Exercise details: For each statement below, answer yes or no depending on whether it agrees with the case summary, and quote the words of the summary that decide it. (a) Chase was arrested on drug charges while he was on leave. (b) King believed Chase was on FMLA leave. (c) An arbitrator overturned Chase's removal.

Document segment:
(begin)

Chase v. United States Postal Service
149 F. Supp. 3d 195
D. Mass.2016Background
- Chase was a USPS letter carrier (1997–2011); he suffered an on‑duty car accident July 2010 and was out on injured leave and workers’ compensation.
- USPS’s North Carolina office approved FMLA leave concurrent with workers’ compensation for the first 12 weeks (July 21–Oct 12, 2010), but Chase’s supervisor King believed Chase was only on paid workers’ compensation leave.
- While on leave Chase was arrested on drug charges (Sept. 18, 2010); King learned of the arrest and later initiated a Pre‑Disciplinary Interview (PDI) after Chase declined to answer based on counsel.
- King sought Chase’s removal (January–February 2011) citing the arrest and PDI refusal; an arbitrator later affirmed removal after Chase’s criminal charge was reduced/dismissed contingent on probation.

(end)

Items:
(begin)

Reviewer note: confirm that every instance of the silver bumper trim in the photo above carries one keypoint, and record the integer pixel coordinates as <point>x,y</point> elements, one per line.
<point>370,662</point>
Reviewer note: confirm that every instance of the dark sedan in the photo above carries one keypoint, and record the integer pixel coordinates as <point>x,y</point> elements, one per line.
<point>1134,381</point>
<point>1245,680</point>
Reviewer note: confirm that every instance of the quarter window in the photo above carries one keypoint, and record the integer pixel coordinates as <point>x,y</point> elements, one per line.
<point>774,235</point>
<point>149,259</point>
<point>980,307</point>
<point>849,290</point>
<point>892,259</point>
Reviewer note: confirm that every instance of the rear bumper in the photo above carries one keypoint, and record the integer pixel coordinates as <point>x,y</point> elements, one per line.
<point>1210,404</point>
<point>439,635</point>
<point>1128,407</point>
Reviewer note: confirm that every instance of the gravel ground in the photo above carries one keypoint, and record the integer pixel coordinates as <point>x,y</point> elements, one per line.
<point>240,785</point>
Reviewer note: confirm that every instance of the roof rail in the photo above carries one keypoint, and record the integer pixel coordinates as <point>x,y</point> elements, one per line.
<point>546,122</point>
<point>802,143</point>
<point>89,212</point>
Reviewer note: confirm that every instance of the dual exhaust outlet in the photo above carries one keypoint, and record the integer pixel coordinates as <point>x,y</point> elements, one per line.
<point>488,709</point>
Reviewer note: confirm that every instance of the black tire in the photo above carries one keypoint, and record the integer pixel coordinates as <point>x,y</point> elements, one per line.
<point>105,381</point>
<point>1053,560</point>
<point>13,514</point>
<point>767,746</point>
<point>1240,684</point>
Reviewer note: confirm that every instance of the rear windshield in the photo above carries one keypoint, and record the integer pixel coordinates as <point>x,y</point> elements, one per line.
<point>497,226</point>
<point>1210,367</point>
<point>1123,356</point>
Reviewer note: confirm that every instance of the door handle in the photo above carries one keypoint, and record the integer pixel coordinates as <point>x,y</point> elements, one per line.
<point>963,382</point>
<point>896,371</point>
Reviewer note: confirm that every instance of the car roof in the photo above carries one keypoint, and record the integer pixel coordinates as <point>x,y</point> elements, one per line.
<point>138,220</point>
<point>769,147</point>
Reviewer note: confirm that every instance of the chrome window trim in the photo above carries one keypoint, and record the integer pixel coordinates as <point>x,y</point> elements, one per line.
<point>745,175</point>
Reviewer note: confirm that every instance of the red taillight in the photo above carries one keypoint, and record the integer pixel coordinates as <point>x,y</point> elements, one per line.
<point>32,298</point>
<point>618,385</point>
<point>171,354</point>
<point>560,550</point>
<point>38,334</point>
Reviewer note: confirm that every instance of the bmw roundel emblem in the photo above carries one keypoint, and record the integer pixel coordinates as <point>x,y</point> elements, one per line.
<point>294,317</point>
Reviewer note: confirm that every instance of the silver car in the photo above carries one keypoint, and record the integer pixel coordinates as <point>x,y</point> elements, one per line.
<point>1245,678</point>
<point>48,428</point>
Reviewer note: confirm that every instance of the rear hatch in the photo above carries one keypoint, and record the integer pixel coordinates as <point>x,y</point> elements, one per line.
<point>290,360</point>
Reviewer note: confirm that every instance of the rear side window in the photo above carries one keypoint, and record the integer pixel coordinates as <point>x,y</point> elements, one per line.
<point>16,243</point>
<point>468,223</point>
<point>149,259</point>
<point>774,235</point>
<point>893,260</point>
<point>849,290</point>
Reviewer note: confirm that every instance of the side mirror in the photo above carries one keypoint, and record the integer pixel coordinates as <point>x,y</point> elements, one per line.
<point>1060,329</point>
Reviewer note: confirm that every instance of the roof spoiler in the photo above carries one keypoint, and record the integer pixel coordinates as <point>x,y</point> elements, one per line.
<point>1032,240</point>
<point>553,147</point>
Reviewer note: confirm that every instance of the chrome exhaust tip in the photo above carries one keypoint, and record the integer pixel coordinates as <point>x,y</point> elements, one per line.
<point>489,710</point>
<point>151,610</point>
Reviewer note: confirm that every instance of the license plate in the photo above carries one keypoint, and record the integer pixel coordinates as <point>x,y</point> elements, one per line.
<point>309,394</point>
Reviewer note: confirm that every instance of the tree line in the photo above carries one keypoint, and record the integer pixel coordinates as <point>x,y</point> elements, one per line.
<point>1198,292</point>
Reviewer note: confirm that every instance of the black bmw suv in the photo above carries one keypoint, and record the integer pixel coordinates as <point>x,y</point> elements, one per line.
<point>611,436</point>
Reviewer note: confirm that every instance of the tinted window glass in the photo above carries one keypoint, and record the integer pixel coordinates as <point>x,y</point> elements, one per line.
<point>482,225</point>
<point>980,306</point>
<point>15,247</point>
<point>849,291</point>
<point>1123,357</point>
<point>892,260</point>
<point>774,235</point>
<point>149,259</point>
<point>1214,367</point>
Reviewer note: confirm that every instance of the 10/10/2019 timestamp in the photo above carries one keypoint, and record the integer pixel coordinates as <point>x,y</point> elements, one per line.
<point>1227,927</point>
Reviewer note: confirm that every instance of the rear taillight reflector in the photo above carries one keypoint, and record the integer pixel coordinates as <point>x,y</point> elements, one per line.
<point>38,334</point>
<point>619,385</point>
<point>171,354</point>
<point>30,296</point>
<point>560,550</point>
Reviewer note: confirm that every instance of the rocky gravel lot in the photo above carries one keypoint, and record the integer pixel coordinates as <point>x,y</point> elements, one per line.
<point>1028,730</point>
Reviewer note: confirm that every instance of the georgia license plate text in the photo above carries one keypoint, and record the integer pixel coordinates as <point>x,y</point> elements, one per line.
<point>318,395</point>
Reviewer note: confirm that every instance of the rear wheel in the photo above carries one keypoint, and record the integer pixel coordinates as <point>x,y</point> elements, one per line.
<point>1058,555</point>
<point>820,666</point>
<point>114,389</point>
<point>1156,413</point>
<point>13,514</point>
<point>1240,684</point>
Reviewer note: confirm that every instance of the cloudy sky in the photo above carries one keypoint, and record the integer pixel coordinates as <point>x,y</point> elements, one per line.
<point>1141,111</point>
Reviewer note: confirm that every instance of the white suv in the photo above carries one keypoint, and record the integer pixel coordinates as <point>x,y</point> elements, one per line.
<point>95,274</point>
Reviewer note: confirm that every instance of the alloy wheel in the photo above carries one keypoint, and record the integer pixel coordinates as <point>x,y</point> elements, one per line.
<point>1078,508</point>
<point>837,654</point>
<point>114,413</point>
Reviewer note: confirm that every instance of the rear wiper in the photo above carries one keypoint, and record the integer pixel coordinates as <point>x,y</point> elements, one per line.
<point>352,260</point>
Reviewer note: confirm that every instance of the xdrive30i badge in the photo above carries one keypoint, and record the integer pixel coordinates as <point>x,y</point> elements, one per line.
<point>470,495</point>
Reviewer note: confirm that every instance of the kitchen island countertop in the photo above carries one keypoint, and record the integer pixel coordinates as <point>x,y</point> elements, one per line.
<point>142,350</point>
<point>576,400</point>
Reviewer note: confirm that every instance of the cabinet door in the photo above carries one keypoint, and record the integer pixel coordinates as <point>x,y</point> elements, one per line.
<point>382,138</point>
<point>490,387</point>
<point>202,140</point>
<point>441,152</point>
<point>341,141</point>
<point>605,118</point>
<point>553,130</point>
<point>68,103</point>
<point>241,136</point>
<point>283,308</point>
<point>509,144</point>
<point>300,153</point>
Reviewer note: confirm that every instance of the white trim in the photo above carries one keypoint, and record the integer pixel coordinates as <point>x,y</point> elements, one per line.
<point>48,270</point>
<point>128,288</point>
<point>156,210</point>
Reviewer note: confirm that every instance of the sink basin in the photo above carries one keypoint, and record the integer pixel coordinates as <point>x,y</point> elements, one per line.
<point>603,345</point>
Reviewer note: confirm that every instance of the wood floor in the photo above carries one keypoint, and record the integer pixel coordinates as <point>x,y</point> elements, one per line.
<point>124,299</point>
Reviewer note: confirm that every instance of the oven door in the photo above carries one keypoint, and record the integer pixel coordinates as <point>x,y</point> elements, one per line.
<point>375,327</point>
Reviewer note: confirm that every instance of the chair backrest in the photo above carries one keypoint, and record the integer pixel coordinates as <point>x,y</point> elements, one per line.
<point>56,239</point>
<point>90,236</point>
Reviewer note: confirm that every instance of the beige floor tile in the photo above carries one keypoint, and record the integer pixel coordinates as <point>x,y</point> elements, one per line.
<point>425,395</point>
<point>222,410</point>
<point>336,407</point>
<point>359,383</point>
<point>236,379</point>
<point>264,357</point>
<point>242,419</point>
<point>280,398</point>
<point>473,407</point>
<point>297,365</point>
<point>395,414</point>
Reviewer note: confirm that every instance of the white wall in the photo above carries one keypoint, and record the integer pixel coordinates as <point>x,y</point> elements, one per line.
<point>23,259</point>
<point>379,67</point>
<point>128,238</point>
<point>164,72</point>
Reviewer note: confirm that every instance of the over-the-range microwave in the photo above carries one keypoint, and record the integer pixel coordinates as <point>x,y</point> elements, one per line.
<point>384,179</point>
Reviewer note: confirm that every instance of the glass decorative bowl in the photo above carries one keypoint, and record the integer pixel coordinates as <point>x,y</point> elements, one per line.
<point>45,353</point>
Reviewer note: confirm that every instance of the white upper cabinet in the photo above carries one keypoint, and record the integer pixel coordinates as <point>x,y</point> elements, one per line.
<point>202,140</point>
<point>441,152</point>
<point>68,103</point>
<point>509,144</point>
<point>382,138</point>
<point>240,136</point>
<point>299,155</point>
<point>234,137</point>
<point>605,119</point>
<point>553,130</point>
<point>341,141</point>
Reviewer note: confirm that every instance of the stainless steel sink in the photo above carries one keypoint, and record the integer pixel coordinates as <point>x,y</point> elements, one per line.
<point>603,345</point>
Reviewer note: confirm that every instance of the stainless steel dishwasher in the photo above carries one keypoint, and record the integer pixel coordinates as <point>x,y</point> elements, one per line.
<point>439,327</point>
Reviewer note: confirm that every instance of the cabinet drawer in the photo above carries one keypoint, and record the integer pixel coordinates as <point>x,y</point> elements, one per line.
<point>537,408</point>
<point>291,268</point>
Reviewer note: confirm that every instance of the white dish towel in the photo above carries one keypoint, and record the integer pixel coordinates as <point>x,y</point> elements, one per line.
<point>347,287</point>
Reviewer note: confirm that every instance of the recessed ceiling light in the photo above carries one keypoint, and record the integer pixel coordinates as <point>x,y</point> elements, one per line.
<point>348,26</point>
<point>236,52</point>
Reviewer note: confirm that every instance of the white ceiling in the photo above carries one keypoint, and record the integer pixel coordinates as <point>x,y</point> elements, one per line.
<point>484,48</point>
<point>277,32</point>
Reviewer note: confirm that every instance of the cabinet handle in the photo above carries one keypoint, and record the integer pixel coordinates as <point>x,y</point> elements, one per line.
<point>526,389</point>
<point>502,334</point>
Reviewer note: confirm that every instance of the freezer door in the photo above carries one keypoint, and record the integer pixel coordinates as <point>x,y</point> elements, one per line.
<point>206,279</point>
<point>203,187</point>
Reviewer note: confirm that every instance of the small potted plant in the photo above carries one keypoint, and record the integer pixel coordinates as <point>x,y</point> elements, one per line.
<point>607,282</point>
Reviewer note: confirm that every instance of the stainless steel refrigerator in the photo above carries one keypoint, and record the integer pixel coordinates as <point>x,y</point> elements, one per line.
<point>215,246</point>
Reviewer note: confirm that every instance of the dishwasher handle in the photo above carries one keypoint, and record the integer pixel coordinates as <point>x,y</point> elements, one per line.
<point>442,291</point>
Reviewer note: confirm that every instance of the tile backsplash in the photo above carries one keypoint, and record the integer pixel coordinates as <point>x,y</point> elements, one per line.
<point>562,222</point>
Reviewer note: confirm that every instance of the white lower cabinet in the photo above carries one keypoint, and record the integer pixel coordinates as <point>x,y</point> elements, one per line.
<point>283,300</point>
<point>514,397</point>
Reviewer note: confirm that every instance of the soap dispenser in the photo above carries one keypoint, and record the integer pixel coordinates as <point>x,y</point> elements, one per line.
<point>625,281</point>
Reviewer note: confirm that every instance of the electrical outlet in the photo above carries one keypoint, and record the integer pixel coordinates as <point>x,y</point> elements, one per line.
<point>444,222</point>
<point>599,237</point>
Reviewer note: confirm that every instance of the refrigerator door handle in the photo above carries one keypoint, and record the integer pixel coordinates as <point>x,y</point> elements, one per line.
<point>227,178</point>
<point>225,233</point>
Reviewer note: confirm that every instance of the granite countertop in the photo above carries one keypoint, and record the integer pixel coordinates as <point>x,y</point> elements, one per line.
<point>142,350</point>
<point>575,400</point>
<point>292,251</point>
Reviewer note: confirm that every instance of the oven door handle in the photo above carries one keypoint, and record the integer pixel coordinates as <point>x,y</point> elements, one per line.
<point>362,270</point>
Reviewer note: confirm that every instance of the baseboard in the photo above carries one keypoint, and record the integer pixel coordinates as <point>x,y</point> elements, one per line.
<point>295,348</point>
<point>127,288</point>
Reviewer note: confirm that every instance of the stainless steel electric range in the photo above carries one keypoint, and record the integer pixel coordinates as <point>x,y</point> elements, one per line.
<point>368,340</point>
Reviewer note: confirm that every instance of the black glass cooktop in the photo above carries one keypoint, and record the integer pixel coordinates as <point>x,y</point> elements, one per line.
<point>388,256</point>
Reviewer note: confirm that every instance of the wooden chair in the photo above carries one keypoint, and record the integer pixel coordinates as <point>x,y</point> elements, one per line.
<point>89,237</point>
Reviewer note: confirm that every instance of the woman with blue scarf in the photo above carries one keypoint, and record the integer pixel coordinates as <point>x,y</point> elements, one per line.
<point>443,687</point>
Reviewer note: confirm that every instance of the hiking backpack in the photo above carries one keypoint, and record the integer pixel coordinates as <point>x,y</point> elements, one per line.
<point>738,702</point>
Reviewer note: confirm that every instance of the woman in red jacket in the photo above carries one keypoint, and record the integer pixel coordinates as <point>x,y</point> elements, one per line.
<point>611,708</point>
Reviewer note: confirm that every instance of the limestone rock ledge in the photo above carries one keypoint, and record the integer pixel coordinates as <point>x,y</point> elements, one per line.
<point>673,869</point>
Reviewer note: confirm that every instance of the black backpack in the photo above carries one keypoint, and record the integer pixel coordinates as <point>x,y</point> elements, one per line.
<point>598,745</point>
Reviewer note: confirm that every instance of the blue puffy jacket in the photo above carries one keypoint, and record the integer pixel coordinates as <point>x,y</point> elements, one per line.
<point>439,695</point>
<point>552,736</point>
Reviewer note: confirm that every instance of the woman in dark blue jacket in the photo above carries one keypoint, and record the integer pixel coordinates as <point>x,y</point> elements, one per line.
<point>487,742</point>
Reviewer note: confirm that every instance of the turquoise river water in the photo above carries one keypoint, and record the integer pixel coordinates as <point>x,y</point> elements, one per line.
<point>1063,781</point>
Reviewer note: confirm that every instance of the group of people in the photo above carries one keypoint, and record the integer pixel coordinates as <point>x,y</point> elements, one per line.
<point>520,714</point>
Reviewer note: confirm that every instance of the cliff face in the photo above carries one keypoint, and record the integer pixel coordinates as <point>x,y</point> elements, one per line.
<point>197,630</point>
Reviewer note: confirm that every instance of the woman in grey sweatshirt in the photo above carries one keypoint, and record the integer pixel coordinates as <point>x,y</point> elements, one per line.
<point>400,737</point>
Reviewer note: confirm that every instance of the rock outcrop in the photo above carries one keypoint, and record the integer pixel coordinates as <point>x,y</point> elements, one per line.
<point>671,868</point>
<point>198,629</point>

(end)

Response to this task:
(a) Yes: "While on leave Chase was arrested on drug charges (Sept. 18, 2010)"
(b) No: "Chase’s supervisor King believed Chase was only on paid workers’ compensation leave"
(c) No: "an arbitrator later affirmed removal"